# Brief
Could you reproduce the rows from the start through the line containing "top-left (223, 200), bottom-right (396, 501)", both ends included and requests kept, multiplying every bounding-box coordinate in the answers by 0.25 and rounding each result to a whole number, with halves going up? Leave the numbers in the requests and their format samples unchanged.

>> start Data provided

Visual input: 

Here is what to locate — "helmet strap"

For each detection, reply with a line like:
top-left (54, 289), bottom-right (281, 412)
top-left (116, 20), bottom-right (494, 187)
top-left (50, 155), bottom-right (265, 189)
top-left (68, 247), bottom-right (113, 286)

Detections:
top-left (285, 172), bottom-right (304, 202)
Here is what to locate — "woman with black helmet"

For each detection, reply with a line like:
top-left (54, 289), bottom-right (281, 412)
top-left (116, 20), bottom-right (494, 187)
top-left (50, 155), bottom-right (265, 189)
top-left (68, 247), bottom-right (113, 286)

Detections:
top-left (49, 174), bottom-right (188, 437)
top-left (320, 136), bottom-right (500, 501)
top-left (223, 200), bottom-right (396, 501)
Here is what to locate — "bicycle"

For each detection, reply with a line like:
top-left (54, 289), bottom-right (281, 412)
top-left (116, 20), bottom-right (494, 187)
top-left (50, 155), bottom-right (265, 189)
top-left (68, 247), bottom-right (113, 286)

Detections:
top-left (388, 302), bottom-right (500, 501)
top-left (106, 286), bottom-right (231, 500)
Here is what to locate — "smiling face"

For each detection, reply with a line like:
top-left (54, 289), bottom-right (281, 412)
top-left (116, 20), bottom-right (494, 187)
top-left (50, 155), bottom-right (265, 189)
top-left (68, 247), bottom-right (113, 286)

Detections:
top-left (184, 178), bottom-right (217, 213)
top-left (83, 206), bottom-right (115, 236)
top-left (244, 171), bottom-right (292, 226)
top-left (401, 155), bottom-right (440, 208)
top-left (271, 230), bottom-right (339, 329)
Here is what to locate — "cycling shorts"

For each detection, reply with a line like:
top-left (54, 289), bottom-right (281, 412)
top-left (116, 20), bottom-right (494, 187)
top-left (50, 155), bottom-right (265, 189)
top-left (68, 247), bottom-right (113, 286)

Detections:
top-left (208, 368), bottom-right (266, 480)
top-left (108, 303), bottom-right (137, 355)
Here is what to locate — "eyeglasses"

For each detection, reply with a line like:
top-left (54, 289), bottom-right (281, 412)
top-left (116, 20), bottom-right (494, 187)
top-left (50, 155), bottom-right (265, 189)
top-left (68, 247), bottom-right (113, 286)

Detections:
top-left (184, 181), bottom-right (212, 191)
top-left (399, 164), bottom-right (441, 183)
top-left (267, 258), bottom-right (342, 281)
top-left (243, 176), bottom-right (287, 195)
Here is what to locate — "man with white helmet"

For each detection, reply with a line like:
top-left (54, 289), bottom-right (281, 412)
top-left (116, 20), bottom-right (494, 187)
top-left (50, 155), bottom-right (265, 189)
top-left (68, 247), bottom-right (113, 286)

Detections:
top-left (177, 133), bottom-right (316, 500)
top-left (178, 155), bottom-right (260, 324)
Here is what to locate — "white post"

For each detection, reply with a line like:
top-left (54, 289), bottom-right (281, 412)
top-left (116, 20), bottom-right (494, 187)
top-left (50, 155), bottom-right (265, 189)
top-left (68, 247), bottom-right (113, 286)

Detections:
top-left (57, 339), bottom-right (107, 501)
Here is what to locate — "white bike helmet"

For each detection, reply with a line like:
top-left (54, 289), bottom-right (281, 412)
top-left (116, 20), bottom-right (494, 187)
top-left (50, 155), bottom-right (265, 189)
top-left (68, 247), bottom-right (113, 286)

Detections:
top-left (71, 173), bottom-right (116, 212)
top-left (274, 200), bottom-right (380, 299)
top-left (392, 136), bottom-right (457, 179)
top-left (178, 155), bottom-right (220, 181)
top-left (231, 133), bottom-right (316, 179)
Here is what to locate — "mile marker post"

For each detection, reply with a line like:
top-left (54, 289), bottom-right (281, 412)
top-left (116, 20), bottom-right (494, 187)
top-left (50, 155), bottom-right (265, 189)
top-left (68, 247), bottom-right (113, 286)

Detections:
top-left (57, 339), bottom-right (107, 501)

>> end Data provided

# Complete response
Visual input: 

Here is what to locate — "helmet strap"

For each detection, reply with a line like:
top-left (54, 289), bottom-right (281, 412)
top-left (116, 20), bottom-right (494, 187)
top-left (50, 155), bottom-right (265, 189)
top-left (68, 247), bottom-right (113, 286)

Detections:
top-left (71, 43), bottom-right (76, 51)
Here is what to locate — "woman with black helmet"

For each detection, reply with a line like:
top-left (54, 289), bottom-right (281, 412)
top-left (116, 20), bottom-right (494, 187)
top-left (50, 155), bottom-right (265, 189)
top-left (68, 247), bottom-right (113, 286)

Detections:
top-left (12, 44), bottom-right (47, 109)
top-left (80, 34), bottom-right (125, 125)
top-left (56, 50), bottom-right (99, 125)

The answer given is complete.